### Excerpted text:
※ ※ ※

It's a great show compared to all the other junk and repeats here on UK TV.

For those who missed it, you can watch it directly on the BBC website and find out more info on the program (1st episode is up and will expire on the 30th Jan) 

http://www.bbc.co.uk/programmes/b00gsr4p


----------



## MRC & Co (17 January 2009)

*Re: Million Dollar Trader*

Watched it Pager.  The old guy is funny as, ha ha ha.  He just has absolutely no idea.  Buying a finance company in a financial meltdown, just because someone else did and made some coin off it.  ha ha ha. 

I'm surprised it's all based on fundamentals, wonder if any will try and combine any technicals to their trading........

If the chick can gain control of her emotions, she may be ok.  Military guy has some idea too.  Will be interesting to watch them develop their styles.  Though only another 45 days or so?  That isn't really enough time to proove anything........


----------



## DB008 (17 January 2009)

*Re: Million Dollar Trader*

Good show. are they limited to just shares, or can they also do options etc etc? i skipped a little bit to get into the trading part. To impatient sometimes.


----------



## tcoates (21 January 2009)

*Re: Million Dollar Trader*

*Million Dollar Traders - Profit and Loss Episode 2 1of 6 BBC2*

http://au.youtube.com/watch?v=NkpqWeWr_Vs


----------



## MS+Tradesim (21 January 2009)

*Re: Million Dollar Trader*

Just started watching this. Only at the end of the 2nd part, Ep.1.

Fascinating to see how the people are thinking.

I wonder about some things....like why are they ringing a broker instead of using electronic STP? Why does the main dude think that if you're sleeping well at night, something is wrong?  

But will be interesting to see how it unfolds. Thanks for posting it Pager.

※ ※ ※

### What this exercise asks:
1 > According to the forum thread, when will the first episode expire on the BBC website?
2 > Reproduce the part of the forum thread that starts at the words "Fascinating to see" and ends after "posting it Pager.".
The items below were taken from an unrelated source.

### Provided information:
※ ※ ※

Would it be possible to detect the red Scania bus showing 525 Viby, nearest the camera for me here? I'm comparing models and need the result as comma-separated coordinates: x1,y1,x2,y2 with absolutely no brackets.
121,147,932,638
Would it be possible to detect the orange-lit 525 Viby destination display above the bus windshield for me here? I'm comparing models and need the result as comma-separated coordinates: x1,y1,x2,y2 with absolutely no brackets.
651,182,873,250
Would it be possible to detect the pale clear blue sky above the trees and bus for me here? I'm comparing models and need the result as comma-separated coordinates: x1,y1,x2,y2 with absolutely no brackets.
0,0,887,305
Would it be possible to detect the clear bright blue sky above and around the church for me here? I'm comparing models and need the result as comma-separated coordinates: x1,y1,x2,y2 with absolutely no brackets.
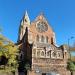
0,0,75,45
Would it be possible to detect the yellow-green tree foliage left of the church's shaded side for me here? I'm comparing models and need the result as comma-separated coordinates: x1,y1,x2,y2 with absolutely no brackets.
0,35,19,71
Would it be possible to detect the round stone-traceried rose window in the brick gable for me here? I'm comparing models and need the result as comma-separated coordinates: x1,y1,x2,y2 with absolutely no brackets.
36,21,48,32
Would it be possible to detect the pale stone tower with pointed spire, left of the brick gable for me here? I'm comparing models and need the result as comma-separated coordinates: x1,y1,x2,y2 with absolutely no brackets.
18,11,30,41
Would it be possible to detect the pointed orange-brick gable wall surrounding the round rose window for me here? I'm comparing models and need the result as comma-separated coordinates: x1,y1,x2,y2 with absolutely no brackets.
29,15,55,44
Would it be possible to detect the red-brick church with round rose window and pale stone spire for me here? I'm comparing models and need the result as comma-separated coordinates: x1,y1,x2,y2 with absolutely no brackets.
18,12,68,75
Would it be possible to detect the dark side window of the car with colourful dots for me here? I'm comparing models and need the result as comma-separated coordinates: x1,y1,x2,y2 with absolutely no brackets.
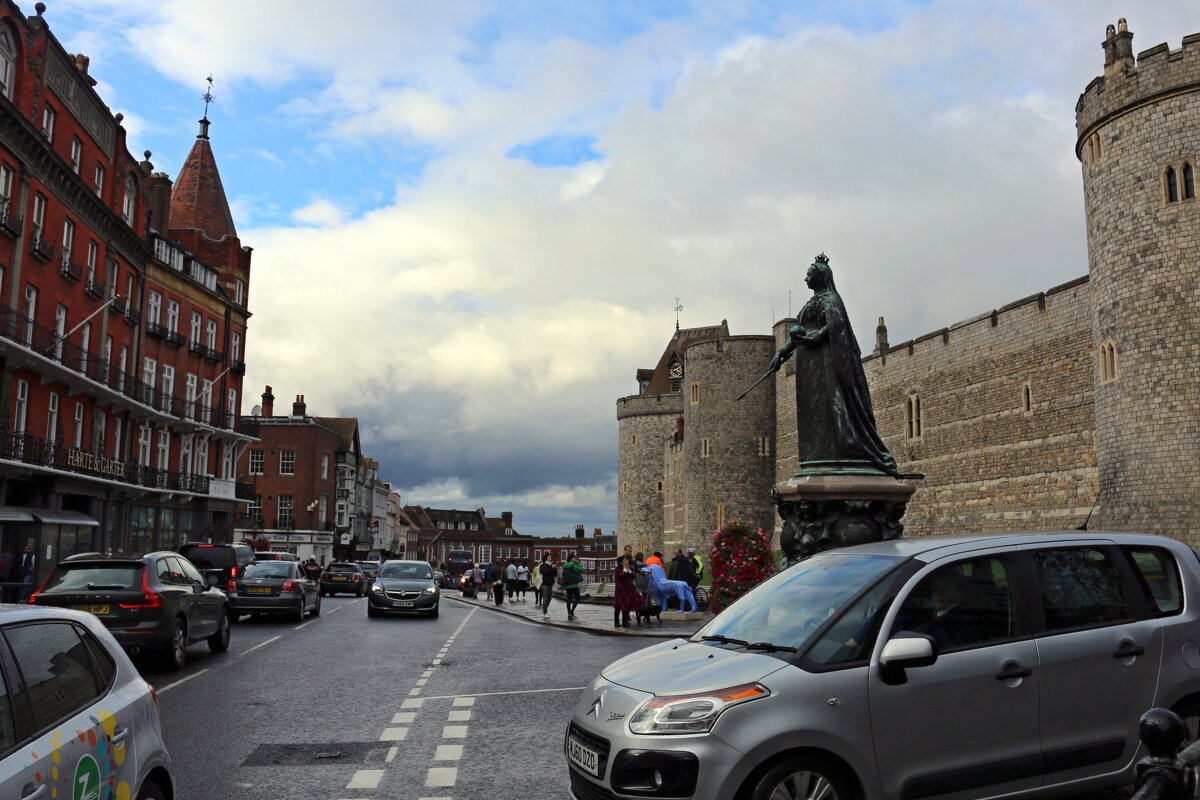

※ ※ ※

### Your written answers:
1 > On January 30.

2 >
Fascinating to see how the people are thinking.

I wonder about some things....like why are they ringing a broker instead of using electronic STP? Why does the main dude think that if you're sleeping well at night, something is wrong?  

But will be interesting to see how it unfolds. Thanks for posting it Pager.